* Exercise 1 *
Decide whether each statement below agrees with the article on the overturned pelvic mesh verdicts, answering yes or no and quoting the words from the article that settle it. (a) The appellate court overturned the verdicts on March 2, 2021. (b) In Hrymoc, the jury awarded $33 million in compensatory damages. (c) The Court considered every issue raised on appeal.
* Exercise 2 *
Write the next part of the article on the overturned pelvic mesh verdicts, picking up right after its final sentence.

* Text *
• • • • •

510(k) Clearance Evidence Gains New Life After $83 Million Verdicts Overturned

On March 2, 2021, a New Jersey appellate court overturned two pelvic mesh jury verdicts totaling over $83 million dollars, holding that the trial courts committed reversible error by excluding all evidence related to the FDA clearance process.  This decision represents a substantial victory for medical device manufacturers, particularly in light of the staggering jury verdicts that have been handed down over the past few years.

This ruling represents two separate cases that were consolidated for purposes of appeal.  See Hrymoc et al., v. Ethicon Inc. et al., Docket No. A-005151-17, and McGinnis et al. v. C.R. Bard Inc. et al., Docket No. A-001038-18.  In both cases, the respective juries found the medical device defendants liable for design and failure-to-warn defects that caused injuries to plaintiffs. In Hrymoc, the jury awarded the plaintiff and her husband $5 million in compensatory damages, and $10 million in punitive damages.  Conversely, in McGinnis, the jury awarded the plaintiff and her husband $33 million in compensatory damages, and $35 million in punitive damages.

Although several issues were raised on appeal, the Court considered only whether the trial courts erred by excluding all evidence that defendants obtained 510(k) clearance from the FDA for the medical devices at issue.  The Hrymoc and McGinnis trial judges excluded this evidence on the basis that any probative value was substantially outweighed by the risk of unfair prejudice and potential juror confusion. The trial judges were concerned that the jury would confuse 510(k) clearance with premarket approval (“PMA”). Specifically, that jurors would equate clearance based on “substantial equivalence,” with FDA approval based on the device’s safety and effectiveness.

• • • • •

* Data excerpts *

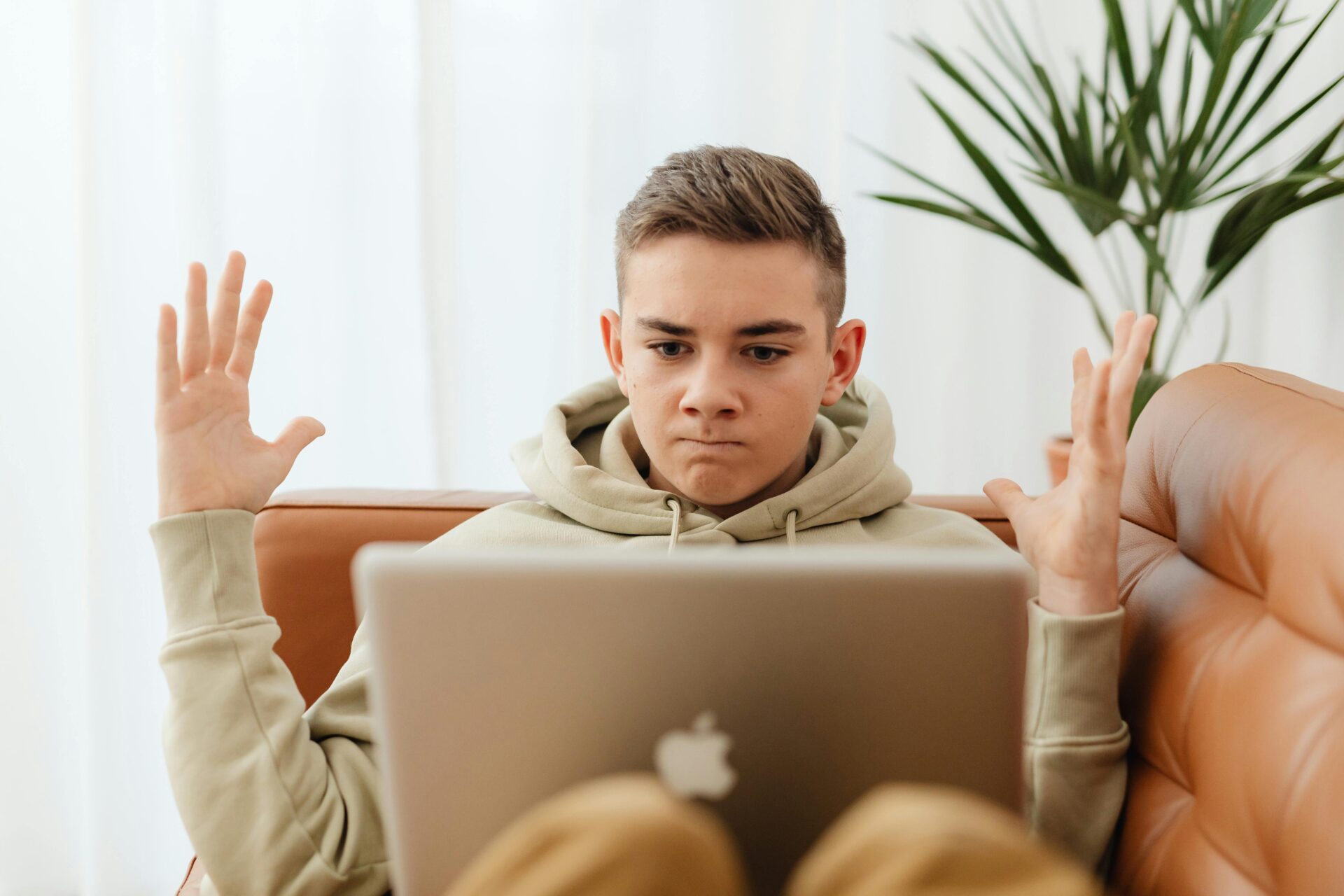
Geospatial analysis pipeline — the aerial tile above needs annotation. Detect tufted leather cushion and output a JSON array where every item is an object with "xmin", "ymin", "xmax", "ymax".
[{"xmin": 1112, "ymin": 364, "xmax": 1344, "ymax": 896}]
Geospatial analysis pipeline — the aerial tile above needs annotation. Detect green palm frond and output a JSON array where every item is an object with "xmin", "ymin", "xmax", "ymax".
[{"xmin": 860, "ymin": 0, "xmax": 1344, "ymax": 430}]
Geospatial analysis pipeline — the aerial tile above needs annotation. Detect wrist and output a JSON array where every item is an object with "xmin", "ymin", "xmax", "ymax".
[{"xmin": 1036, "ymin": 570, "xmax": 1119, "ymax": 617}]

• • • • •

* Task output 1 *
(a) Yes: "On March 2, 2021, a New Jersey appellate court overturned two pelvic mesh jury verdicts"
(b) No: "In Hrymoc, the jury awarded the plaintiff and her husband $5 million in compensatory damages"
(c) No: "Although several issues were raised on appeal, the Court considered only whether the trial courts erred by excluding all evidence that defendants obtained 510(k) clearance from the FDA for the medical devices at issue."

* Task output 2 *
On balance, the appellate Court concluded that the complete exclusion of 510(k) clearance evidence was unfairly prejudicial to defendants.  This was nowhere more apparent than the punitive damages phase of trial, where exclusion “could have easily led some jurors to incorrectly presume that defendants recklessly sold their defective mesh products to the public without any restraint or oversight whatsoever.”  Such presumptions are even more dangerous during the COVID-19 pandemic, where an average juror is now more familiar with FDA regulations.  Ultimately, the appellate Court vacated the verdicts, and remanded the matters for new trials. The Court also directed that the new trials be preceded by N.J.R.E. 104 hearings, where limiting instructions and other judicial remedies should be considered.

This ruling has substantial implications for medical device manufacturers.   Evidence of 510(k) clearance demonstrates strict compliance with the FDA and aids manufacturer defendants in arguing that they acted reasonably to refute negligence claims.  Such evidence can also be used to refute any indicia of recklessness during consideration of punitive damages. This evidence also prevents plaintiffs’ counsel from capitalizing on the inference of noncompliance, and distorting the jury’s perception of the device manufacturer. This ruling not only protects medical device manufacturers from unfair and unjust verdicts, but it also lends credence to the legitimacy of the 510(k) clearance process itself.